● Work request: Pull out from the material below all lines with "windshield".

● Supplied information:
# # # # #

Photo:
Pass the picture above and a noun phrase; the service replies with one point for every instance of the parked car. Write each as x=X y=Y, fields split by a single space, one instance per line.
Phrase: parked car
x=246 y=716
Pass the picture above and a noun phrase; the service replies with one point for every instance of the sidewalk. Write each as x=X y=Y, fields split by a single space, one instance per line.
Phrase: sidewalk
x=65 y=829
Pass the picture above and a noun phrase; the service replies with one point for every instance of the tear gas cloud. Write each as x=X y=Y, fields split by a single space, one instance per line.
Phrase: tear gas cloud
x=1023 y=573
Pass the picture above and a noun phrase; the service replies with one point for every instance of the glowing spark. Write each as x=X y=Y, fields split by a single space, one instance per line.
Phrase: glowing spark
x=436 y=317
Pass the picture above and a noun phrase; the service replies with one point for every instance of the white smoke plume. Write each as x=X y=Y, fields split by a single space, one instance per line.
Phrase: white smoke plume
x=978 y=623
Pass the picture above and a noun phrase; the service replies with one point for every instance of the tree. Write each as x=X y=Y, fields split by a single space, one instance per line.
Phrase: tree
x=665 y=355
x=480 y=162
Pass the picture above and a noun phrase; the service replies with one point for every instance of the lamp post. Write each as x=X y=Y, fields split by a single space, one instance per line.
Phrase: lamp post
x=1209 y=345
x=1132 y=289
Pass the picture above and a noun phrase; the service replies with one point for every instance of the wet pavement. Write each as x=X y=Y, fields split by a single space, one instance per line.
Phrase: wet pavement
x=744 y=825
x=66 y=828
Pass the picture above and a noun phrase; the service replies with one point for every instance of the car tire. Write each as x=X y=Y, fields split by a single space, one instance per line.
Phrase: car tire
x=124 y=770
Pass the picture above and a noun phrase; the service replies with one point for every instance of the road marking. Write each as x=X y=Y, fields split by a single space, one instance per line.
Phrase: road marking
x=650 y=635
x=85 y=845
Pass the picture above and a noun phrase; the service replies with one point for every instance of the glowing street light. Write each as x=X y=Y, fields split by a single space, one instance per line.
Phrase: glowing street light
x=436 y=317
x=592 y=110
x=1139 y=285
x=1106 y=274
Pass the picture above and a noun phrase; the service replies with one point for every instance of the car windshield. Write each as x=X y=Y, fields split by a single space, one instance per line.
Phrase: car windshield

# # # # #

● Written answer:
Pass the picture above and a noun phrase; the service replies with one point for every instance of the car windshield. Write each as x=X y=Y, fields split by a single space, one instance per line.
Phrase: car windshield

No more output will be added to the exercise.